━━━ Selected passage
Finally will the already regionally isolated TCU be content with western MWC expansion to appease weaker western outliers UNLV and SDSU?  I think they would have a problem with this and the threat of TCU leaving the MWC to form a new SWC with the Western CUSA schools is enough of a threat to have the Gang of 5 making the decisions with TCU in the loop.

It actually makes a lot more sense in term of exposure to bring in the University of Houston in media terms and to keep TCU happy.  That helps TCU recruit Houston.  That makes the MWC a Mountain and Central time-zones conference which gives their schools greater TV exposure with earlier games.

The problem is that gives you 11 schools and an even larger footprint.

Houston could potentially be an add or a replacement.  Houston would add another major market allowing the MWC to let San Diego St. (and maybe UNLV) go and still have a good collection of markets.  UH has an improving academic reputation. With their large research budget they are in the lead to become the third tier 1 school in Texas behind UT and TAMU.

In terms of getting to 12 with Houston, Tulsa made the most sense.

Tulsa appears on the verge of putting up good numbers for the entire evaluation period and is a good academic school and basketball school.  There would be little resistance to their admission from BCS schools.  The trouble is Tulsa is probably too small of a market and too far away to make sense.
━━━━━━
━━━ Data
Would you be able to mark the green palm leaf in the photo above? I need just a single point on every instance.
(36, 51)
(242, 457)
━━━━━━
## Given instruction A
Translate this sentence from the passage on Mountain West Conference expansion into Spanish: "UH has an improving academic reputation."
## Given instruction B
Extend the passage on Mountain West Conference expansion, picking up right after its final sentence.
The data comes from a separate source.

## Exercise answer A
La UH tiene una reputación académica cada vez mejor.

## Exercise answer B
With no good 12th school, Houston would likely be out.

That means nine or 10 would likely be the number for the MWC in the their stab for becoming a full BCS member conference and the MWC would add the last two at some later time.

That would create very minimal movement in the WAC and downstream.

The Big 10 could lead the BCS conferences in gutting the MWC, but they could also not interfere with the MWC's evolution into a BCS conference

The Big Ten were the main players behind the BCS.  The BCS has a provision that specifically allows for a seventh member conference that seems tailor made for the MWC.

What if Big Ten expansion has nothing to do with the MWC at all?  What if the Big 10 successfully adds Notre Dame and the Pac-10 stands pat? Where is the inital tumbler then?

Some have pointed to the Big East adding a ninth member.  Their basketball revenue becomes more "portable" after 2010, so potentially a split could occur then, but that seems unlikely. 

It might make sense for the football Big East to add a football only, junior, non-voting member (ECU?) for scheduling purposes. But the eight football team, eight non-football team setup of the Big East has been stable and a financial gold rush for that conference's membership. 

It seems likely that the only force that could change the current setup that allows that voting balance would be if the BCS forced all member conferences to have 12 football playing schools.  That could lead to a BE split.

(This likely won't occur by 2013 or so when the next shift will be well underway, but should happen eventually.  Recall all full member conferences of the BCS receive an $18 million share for their champion participating in a BCS bowl.  With the SEC, ACC, Big 12 all having 12 members and the Big Ten and possibly Pac-10 considering expansion to 12, it certainly seems dubious that those schools would allow the Big East to continue to split their money eight ways for too much longer.)

If the Big Ten took Rutgers, the Big East might take East Carolina or Central Florida over Memphis based on ECU's strong football program or more relevance in the recruiting hotbed of Florida.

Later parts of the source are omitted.